Alternatively, patients who present with a loud holosystolic murmur of mitral regurgitation and the diagnosis of mitral valve prolapse should have a comprehensive cardiovascular evaluation. Longstanding mitral regurgitation creates a volume overload on the left ventricle, which eventually can lead to left ventricular systolic dysfunction and heart failure. Once the latter occur, the patient's outlook is poor. In some surgical institutions, it is now possible to perform valve repair rather than valve replacement in selected patients with mitral valve prolapse. This possibility has led some medical centers to recommend early, aggressive surgical intervention, even before the onset of symptoms. It is hoped that this strategy will prevent the problems associated with long-term volume overload and cardiac decompensation.7
Our approach to patients with the diagnosis of mitral valve prolapse has undergone significant change. The diagnosis of mitral valve prolapse should be based on the findings of a careful clinical examination, which is discussed in the article by Bouknight and O'Rourke.9 Echocardiography should be performed to confirm this diagnosis, using the newer echocardiographic criteria mentioned above. The echocardiographic report should also describe the morphology of the mitral valve apparatus so that the clinician can determine if a true pathologic disease is present or if this represents a normal variant.

> Data below:
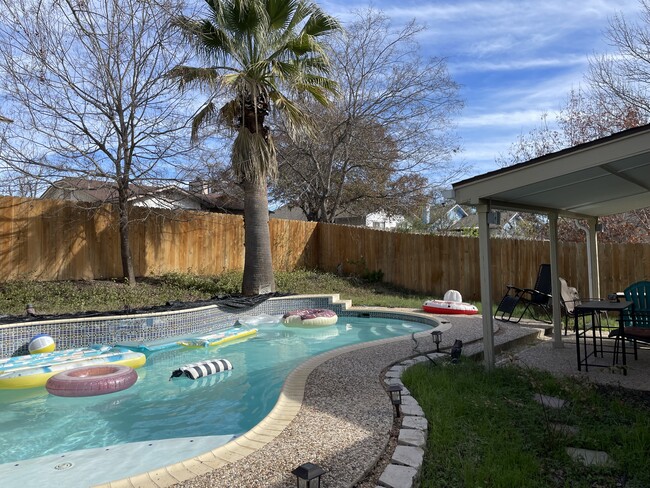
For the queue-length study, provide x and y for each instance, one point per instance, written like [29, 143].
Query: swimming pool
[216, 408]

> What this task involves:
Please decide whether each statement below agrees with the mitral valve prolapse text. Answer yes or no for each, and quote the words from the text that decide it.
1. Echocardiography is used to confirm the diagnosis of mitral valve prolapse.
2. Every surgical institution can now perform valve repair instead of valve replacement.
3. Once left ventricular systolic dysfunction and heart failure occur, the patient's outlook is good.

> Task response:
1. Yes: "Echocardiography should be performed to confirm this diagnosis"
2. No: "In some surgical institutions, it is now possible to perform valve repair rather than valve replacement in selected patients with mitral valve prolapse."
3. No: "Once the latter occur, the patient's outlook is poor."